In [None]:
import pandas as pd
import numpy as np

In [None]:
df = pd.read_csv('../input/water-potability/water_potability.csv')

In [None]:
df.head()

In [None]:
df.describe()

In [None]:
from sklearn.ensemble import RandomForestRegressor
from sklearn.ensemble import RandomForestClassifier
from sklearn.metrics import mean_absolute_error
from sklearn.metrics import accuracy_score
from sklearn.model_selection import train_test_split
from sklearn.model_selection import cross_val_score
from xgboost import XGBRegressor
import tensorflow as tf
import pandas_profiling as profiling
from tensorflow.keras import layers
import matplotlib.pyplot as plt
import seaborn as sns
import plotly.express as px
%matplotlib inline


In [None]:
X = df.drop(["Potability"], axis=1)
y=df["Potability"]


# splitting our data

X_train, X_valid, y_train, y_valid = train_test_split(X,y, train_size=0.8, test_size=0.2, random_state=42)

In [None]:
# printing X Shape

print("Shape of X ", X.shape)

In [None]:
# printing shape of y
print("Shape of y", y.shape)

In [None]:
# printing out missing values for all columns
m_value = X.isnull().sum()
print(m_value[m_value > 0])

In [None]:
m_y_value = y.isnull().sum()
print(m_y_value[m_y_value > 0])

In [None]:
plt.figure(figsize=(12,10))
sns.heatmap(X_train.corr(), annot=True, cmap='YlGnBu')

In [None]:
sns.countplot(x='Potability', data=df)

In [None]:
fig= px.scatter_matrix(df,
                      dimensions=['ph', "Hardness", "Solids", "Turbidity"],
                      color="Potability")
fig.show()

In [None]:
def score_dataset(X_train, X_valid, y_train, y_valid):
    model = RandomForestRegressor(n_estimators=10, random_state=0)
    model.fit(X_train, y_train)
    preds = model.predict(X_valid)
    return mean_absolute_error(y_valid, preds)


In [None]:
from sklearn.impute import SimpleImputer
my_impute = SimpleImputer()
imputed_X_train = pd.DataFrame(my_impute.fit_transform(X_train))
imputed_X_valid = pd.DataFrame(my_impute.transform(X_valid))

# putting back these column names
imputed_X_train.columns = X_train.columns
imputed_X_valid.columns = X_valid.columns

print("Mean absolute error for this model is: ")
print(score_dataset(imputed_X_train, imputed_X_valid, y_train, y_valid))

In [None]:
# pandas profiling
profiling.ProfileReport(imputed_X_train)

### COLLECTED MATERIAL:
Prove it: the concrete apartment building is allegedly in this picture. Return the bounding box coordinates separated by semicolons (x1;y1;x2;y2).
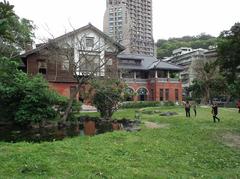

### TASKS TO PERFORM:
1. In the water potability notebook, reproduce the stretch from "return mean_absolute_error(y_valid, preds)" through "imputed_X_valid = pd.DataFrame(my_impute.transform(X_valid))" verbatim.
2. In the water potability notebook, how many estimators does the random forest model inside the score_dataset function use?

### FINAL RESULTS:
1.
return mean_absolute_error(y_valid, preds)


In [None]:
from sklearn.impute import SimpleImputer
my_impute = SimpleImputer()
imputed_X_train = pd.DataFrame(my_impute.fit_transform(X_train))
imputed_X_valid = pd.DataFrame(my_impute.transform(X_valid))

2. 10 estimators (n_estimators=10).